SELECTED TEXT:
I won't rip on ya, but I will disagree with you. Like I said, it's the frame, obviously not the fiberglass body. C2's and C3's are notorious for having the frames rot out from under them. It's something you have to look at very closely if you buy one. And the way the box frames are on these cars, it's very difficult to rustproof the inside of the box frame. It's almost sealed. So, all the undercoating in the world won't stop them from rusting from the inside out, and all that nasty salt and water just seems to find it's way in what few openings there are, and won't get out. Besides, I'm betting the GTO has a LOT better traction than the Corvette, any day, rain show or shine....

And as far as the quality of steel is concerned, I guess that remains to be seen... I have no option but to drive it in the salt and snow... Call me in 5 years and I'll let you know how rusted it is. Maybe I will go out of my way to wash it a few more times somewhere that has a good undercarriage wash, just to be sure...

MATERIAL SUPPLIED:

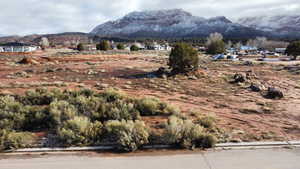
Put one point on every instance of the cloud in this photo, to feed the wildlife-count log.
(52, 16)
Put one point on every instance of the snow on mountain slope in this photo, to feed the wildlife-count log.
(282, 24)
(171, 23)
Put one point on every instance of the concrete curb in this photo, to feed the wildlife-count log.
(224, 146)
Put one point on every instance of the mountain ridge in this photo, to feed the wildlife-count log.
(172, 23)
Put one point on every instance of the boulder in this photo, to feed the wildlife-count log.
(274, 93)
(257, 87)
(240, 78)
(162, 72)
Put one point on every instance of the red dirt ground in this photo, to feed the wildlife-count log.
(246, 115)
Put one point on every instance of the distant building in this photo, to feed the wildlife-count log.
(280, 50)
(156, 46)
(18, 47)
(248, 50)
(89, 47)
(140, 45)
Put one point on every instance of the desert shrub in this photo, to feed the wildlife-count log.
(87, 105)
(111, 95)
(206, 121)
(36, 118)
(79, 131)
(183, 58)
(120, 46)
(206, 141)
(129, 135)
(134, 48)
(60, 111)
(186, 134)
(153, 106)
(94, 133)
(182, 132)
(40, 96)
(104, 45)
(80, 47)
(293, 49)
(15, 140)
(12, 113)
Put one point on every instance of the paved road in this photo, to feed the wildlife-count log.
(233, 159)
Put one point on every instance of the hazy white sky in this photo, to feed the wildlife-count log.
(20, 17)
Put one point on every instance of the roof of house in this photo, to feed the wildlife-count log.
(15, 44)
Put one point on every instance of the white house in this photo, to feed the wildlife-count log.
(18, 47)
(280, 50)
(156, 46)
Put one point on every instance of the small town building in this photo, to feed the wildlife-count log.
(280, 50)
(156, 46)
(18, 47)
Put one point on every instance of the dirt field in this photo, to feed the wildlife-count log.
(245, 114)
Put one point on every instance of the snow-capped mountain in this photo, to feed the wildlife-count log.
(172, 23)
(281, 25)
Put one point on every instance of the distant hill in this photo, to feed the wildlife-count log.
(277, 26)
(57, 39)
(172, 23)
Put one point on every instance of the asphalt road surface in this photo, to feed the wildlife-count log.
(229, 159)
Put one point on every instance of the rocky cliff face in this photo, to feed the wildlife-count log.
(283, 25)
(172, 23)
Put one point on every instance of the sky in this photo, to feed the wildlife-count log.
(23, 17)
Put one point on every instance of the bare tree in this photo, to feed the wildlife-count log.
(238, 45)
(229, 45)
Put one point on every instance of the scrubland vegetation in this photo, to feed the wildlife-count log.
(87, 118)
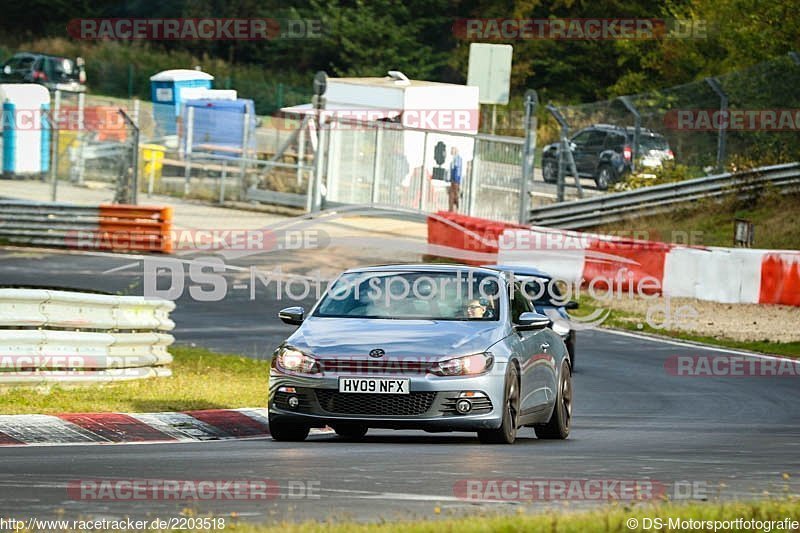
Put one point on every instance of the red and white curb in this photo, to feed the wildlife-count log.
(120, 428)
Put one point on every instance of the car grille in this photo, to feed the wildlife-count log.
(412, 404)
(371, 366)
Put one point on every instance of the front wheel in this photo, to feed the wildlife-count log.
(558, 425)
(507, 432)
(283, 431)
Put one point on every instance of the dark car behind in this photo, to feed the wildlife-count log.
(53, 72)
(604, 152)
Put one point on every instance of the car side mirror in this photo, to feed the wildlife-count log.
(530, 321)
(292, 315)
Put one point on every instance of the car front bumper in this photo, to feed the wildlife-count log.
(430, 404)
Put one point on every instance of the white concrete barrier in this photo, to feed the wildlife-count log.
(72, 337)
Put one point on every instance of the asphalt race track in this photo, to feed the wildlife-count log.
(733, 437)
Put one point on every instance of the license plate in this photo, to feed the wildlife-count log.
(374, 385)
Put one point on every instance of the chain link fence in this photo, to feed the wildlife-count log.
(384, 163)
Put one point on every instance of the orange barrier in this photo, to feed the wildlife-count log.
(616, 263)
(466, 233)
(780, 278)
(135, 228)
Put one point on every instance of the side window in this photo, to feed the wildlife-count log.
(582, 137)
(519, 304)
(596, 139)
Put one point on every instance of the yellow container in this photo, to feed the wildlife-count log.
(66, 139)
(152, 160)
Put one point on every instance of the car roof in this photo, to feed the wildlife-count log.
(37, 54)
(629, 129)
(519, 270)
(424, 267)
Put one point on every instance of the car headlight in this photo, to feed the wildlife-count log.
(561, 328)
(469, 365)
(296, 361)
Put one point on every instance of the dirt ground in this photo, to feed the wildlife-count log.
(742, 322)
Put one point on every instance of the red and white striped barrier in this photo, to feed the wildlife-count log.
(727, 275)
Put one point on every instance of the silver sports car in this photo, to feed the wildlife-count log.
(432, 347)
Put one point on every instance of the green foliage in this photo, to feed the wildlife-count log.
(367, 38)
(668, 173)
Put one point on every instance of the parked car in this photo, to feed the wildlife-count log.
(51, 71)
(604, 153)
(546, 297)
(432, 347)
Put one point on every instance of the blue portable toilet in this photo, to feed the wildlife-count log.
(219, 124)
(25, 129)
(166, 91)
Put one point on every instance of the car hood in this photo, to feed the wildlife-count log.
(353, 337)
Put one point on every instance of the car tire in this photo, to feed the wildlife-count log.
(287, 432)
(507, 432)
(351, 431)
(550, 171)
(558, 425)
(605, 176)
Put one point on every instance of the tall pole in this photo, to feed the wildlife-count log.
(528, 153)
(723, 109)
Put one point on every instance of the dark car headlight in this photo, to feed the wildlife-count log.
(296, 361)
(469, 365)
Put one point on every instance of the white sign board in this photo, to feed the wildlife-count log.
(490, 71)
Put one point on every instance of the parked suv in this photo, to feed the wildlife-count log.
(51, 71)
(604, 153)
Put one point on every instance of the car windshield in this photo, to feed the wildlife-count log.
(653, 143)
(541, 291)
(19, 62)
(457, 295)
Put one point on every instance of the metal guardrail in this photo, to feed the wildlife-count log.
(660, 198)
(107, 227)
(51, 336)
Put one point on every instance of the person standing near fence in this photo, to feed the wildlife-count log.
(456, 169)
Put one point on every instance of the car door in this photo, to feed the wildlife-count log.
(579, 143)
(590, 152)
(536, 384)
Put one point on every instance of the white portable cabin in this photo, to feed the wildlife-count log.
(420, 106)
(25, 139)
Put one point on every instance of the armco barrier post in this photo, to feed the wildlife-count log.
(528, 152)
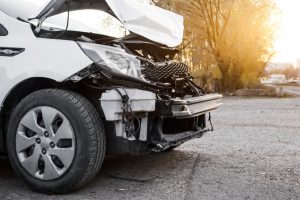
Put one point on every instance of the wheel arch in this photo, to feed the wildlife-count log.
(15, 96)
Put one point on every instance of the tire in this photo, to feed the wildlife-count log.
(84, 141)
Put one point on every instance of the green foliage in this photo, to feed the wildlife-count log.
(227, 42)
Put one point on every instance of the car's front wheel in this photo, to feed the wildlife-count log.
(55, 141)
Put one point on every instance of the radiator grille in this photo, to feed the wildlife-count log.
(165, 73)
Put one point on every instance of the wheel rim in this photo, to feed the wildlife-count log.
(45, 143)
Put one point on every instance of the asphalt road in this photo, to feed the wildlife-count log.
(254, 153)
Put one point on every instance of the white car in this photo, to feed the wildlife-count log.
(70, 96)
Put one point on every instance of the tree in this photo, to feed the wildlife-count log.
(227, 40)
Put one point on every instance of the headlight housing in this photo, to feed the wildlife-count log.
(114, 58)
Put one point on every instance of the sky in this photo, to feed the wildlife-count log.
(287, 43)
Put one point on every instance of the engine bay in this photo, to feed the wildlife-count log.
(162, 73)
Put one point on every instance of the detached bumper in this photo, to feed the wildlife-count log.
(188, 108)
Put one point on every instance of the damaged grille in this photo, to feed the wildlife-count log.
(166, 72)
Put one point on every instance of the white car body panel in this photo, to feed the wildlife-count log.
(57, 60)
(149, 21)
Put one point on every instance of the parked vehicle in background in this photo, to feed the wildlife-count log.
(69, 96)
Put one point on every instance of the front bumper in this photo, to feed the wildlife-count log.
(162, 123)
(190, 107)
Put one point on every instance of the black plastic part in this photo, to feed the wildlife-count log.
(3, 31)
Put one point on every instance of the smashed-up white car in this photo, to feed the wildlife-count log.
(71, 94)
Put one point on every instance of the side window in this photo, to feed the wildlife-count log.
(3, 31)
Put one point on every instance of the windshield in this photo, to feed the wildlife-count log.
(89, 21)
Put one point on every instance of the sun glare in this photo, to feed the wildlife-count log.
(287, 43)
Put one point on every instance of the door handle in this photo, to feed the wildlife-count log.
(7, 51)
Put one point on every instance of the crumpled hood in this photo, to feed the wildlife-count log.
(149, 21)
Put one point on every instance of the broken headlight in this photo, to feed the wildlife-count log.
(114, 58)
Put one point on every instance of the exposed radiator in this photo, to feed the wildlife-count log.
(166, 71)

WRITTEN TASKS:
1/ Find each line of the records that contains the word "distant", and copy those lines out.
2/ Extend the post about Corvette frame rust beyond its last sentence.
The text and the records have nothing to do with each other.

TASK RESULTS:
1/
Put one point on every instance of the distant building in this photo, to feed the wildlife-count log.
Put one point on every instance of the distant hill in this photo, to feed the wildlife-count log.

2/
Although it would be nice to know if there is any extra rustproofing done on the exported vehicles. Anyone?

And I'll be damned... It's true... If you hold the squirters on for like 2 seconds, the wipers will come on. You just can't do a short squirt (flame anyone?) and have the wipers come on. Learn something new every day!! And yes, I did just have to run outside in the snow and try it.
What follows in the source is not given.